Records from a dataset
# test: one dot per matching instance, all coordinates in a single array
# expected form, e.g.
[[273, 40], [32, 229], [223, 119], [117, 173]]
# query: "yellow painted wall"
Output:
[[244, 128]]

= TASK DIRECTIONS =
Exactly the lines from the one containing "[[273, 40], [32, 229], [223, 119], [117, 173]]" through the end of the records should be reproduced, and no others.

= EXERCISE SOLUTION =
[[273, 40], [32, 229], [223, 119], [117, 173]]
# query: "yellow painted wall"
Output:
[[244, 128]]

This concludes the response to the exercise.